Source records:
================================

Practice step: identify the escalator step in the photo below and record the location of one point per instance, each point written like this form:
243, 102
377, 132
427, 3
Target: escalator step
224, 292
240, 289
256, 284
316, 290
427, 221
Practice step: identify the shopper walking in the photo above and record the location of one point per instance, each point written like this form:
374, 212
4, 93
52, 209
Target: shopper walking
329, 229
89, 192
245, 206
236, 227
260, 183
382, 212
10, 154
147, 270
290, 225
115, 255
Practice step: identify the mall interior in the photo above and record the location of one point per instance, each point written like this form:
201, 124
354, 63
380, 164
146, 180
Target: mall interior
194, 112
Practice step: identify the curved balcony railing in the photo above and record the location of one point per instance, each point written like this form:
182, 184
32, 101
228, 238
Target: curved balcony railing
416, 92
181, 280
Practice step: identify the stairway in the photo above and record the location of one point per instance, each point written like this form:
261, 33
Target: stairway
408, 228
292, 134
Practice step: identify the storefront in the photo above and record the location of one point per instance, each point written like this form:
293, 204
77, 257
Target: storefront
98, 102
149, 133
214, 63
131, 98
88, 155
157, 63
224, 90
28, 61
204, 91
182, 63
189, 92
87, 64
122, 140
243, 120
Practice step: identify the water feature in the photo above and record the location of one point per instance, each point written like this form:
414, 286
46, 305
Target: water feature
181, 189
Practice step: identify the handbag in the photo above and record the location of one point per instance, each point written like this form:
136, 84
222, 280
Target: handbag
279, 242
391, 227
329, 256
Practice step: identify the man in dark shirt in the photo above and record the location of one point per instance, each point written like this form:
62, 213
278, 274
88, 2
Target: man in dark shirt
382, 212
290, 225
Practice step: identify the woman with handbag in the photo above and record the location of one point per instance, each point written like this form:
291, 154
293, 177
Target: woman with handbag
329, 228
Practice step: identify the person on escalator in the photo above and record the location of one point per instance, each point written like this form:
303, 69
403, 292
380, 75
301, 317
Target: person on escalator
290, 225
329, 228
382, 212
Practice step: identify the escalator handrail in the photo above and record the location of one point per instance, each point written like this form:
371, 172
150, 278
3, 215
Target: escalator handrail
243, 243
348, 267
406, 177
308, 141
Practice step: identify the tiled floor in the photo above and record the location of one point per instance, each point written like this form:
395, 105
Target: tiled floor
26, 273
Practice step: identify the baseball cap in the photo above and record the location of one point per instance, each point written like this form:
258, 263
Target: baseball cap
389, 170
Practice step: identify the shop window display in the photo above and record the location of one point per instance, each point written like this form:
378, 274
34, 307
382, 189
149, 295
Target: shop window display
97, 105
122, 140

================================

Convert the material from the line containing "Practice step: identify the tiled" through the end of the material, both included, into a Markdown table with a Row column numbering each line and a Text column holding the line itself, with blank lines left out.

| Row | Text |
|---|---|
| 1 | Practice step: identify the tiled floor in the photo above and record the location of one point per instance, each point written like this form: |
| 2 | 395, 105 |
| 3 | Target: tiled floor |
| 4 | 26, 273 |
| 5 | Practice step: identify the baseball cap in the photo above and record the location of one point per instance, each point written like this form: |
| 6 | 258, 263 |
| 7 | Target: baseball cap |
| 8 | 389, 170 |
| 9 | Practice step: identify the shop window display in the photo above and record the location of one point per instance, each point written like this form: |
| 10 | 378, 274 |
| 11 | 34, 307 |
| 12 | 382, 189 |
| 13 | 149, 295 |
| 14 | Target: shop window display |
| 15 | 97, 105 |
| 16 | 122, 140 |